[WORK INSTRUCTIONS] Print out the entries exactly, and include each one.

[SOURCE INFORMATION]
[Start of Attachment]
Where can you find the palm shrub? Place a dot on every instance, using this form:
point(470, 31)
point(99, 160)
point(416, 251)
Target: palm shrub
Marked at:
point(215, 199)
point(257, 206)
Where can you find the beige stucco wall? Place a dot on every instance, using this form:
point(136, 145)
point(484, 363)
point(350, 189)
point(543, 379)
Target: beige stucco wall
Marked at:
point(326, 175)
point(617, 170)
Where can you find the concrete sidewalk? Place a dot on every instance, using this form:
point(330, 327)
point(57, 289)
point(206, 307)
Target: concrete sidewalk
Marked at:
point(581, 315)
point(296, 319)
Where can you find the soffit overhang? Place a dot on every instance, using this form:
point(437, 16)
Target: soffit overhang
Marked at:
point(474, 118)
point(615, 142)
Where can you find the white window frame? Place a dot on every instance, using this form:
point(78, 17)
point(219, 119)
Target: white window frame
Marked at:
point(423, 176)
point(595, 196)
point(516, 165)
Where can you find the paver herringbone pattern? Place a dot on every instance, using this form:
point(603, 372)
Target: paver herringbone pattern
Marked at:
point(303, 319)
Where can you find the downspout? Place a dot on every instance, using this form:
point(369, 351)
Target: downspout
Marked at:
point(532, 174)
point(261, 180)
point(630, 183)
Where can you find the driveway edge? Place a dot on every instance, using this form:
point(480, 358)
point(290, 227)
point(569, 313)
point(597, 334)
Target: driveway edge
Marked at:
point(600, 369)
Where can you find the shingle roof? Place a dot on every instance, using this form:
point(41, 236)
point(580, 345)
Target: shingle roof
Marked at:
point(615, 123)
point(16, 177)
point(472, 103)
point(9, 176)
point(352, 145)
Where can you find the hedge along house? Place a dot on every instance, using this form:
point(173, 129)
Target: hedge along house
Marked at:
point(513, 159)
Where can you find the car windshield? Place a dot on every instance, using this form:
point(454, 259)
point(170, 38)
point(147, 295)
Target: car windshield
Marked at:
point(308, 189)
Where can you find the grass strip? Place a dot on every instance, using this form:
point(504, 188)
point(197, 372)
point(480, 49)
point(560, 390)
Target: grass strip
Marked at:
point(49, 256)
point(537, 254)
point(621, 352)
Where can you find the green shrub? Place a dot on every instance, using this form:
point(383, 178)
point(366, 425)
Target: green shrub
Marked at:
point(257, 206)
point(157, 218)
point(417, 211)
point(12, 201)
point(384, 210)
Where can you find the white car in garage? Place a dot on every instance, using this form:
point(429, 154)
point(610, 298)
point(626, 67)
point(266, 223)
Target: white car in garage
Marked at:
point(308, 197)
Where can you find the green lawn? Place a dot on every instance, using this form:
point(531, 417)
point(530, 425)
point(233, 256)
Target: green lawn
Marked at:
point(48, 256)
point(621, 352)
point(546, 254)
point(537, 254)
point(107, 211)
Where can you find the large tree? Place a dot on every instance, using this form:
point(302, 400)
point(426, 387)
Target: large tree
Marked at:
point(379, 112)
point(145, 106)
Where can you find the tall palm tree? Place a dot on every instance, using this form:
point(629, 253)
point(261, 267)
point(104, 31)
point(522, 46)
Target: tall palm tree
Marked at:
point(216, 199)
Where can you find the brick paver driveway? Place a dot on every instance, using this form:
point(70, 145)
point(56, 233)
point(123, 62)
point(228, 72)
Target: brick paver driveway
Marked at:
[End of Attachment]
[SOLUTION TO THIS PROBLEM]
Where can you find the palm shrub? Place a dot on every instance, using this form:
point(470, 31)
point(99, 160)
point(416, 251)
Target: palm shrub
Marked at:
point(215, 199)
point(257, 206)
Where can you find the beige stucco wall? Place a dot on every instance, using this form:
point(136, 145)
point(484, 363)
point(350, 189)
point(543, 379)
Target: beige stucco wall
Marked at:
point(326, 175)
point(617, 170)
Where can you find the concrete sidewalk? Place a dot on every instance, using this form:
point(330, 327)
point(57, 289)
point(206, 307)
Target: concrete sidewalk
Marked at:
point(581, 315)
point(296, 319)
Where can you find the soffit overhang? Place a dot on every instance, using this form:
point(437, 16)
Target: soffit overhang
Marked at:
point(474, 118)
point(615, 142)
Where can you find the white window frame? Place a dot on every instance, using this form:
point(78, 17)
point(219, 119)
Target: white window frame
Marked at:
point(423, 176)
point(595, 196)
point(516, 165)
Where can you find the paver herringbone pattern? Place a dot on every instance, using this form:
point(603, 372)
Target: paver herringbone pattern
Marked at:
point(303, 319)
Where can you find the downspout? Place a dot on every instance, using this form:
point(369, 351)
Target: downspout
Marked at:
point(532, 174)
point(261, 180)
point(630, 183)
Where can you find the driveway edge? Place a dot on every instance, using this form:
point(480, 358)
point(290, 227)
point(569, 313)
point(597, 334)
Target: driveway edge
Marked at:
point(600, 369)
Where can you find the shingle roof? Place a dot on every instance, using this form:
point(41, 236)
point(580, 345)
Target: shingle roof
Marked at:
point(615, 123)
point(16, 177)
point(472, 103)
point(9, 176)
point(352, 145)
Where can you find the hedge along house? Place a dot on every instance, using this form:
point(173, 129)
Target: hedge along house
Marked at:
point(513, 159)
Where can you find the car windshield? Place a dot on every instance, using this form:
point(454, 259)
point(170, 38)
point(147, 295)
Target: car windshield
Marked at:
point(308, 189)
Where can you find the grass strip? Place a dot on every instance, using this form:
point(504, 188)
point(197, 372)
point(480, 49)
point(560, 390)
Target: grass strip
Marked at:
point(49, 256)
point(537, 254)
point(621, 352)
Where can you find the green shrub? Place a dot on every instance, using this form:
point(383, 178)
point(366, 425)
Target: green shrub
Marked at:
point(257, 206)
point(157, 218)
point(417, 211)
point(12, 201)
point(384, 210)
Where can you find the white car in garage? Place a dot on every instance, using this form:
point(429, 154)
point(610, 298)
point(626, 67)
point(266, 223)
Target: white car in garage
Marked at:
point(308, 197)
Where can you find the green lawn? Place a dot on every instance, using this form:
point(531, 417)
point(530, 425)
point(233, 256)
Target: green lawn
Marked at:
point(48, 256)
point(621, 352)
point(546, 254)
point(537, 254)
point(107, 211)
Where can you find the large tree? Place a dot on every instance, using this form:
point(302, 400)
point(426, 387)
Target: large tree
Marked at:
point(379, 112)
point(145, 106)
Where can you find the tall palm tree? Place a dot on every instance, using this form:
point(629, 253)
point(261, 267)
point(104, 31)
point(522, 46)
Target: tall palm tree
Marked at:
point(216, 199)
Where can you find the brick paver driveway? Place a dot on every instance, using this form:
point(70, 145)
point(56, 233)
point(123, 62)
point(228, 72)
Target: brick paver driveway
Marked at:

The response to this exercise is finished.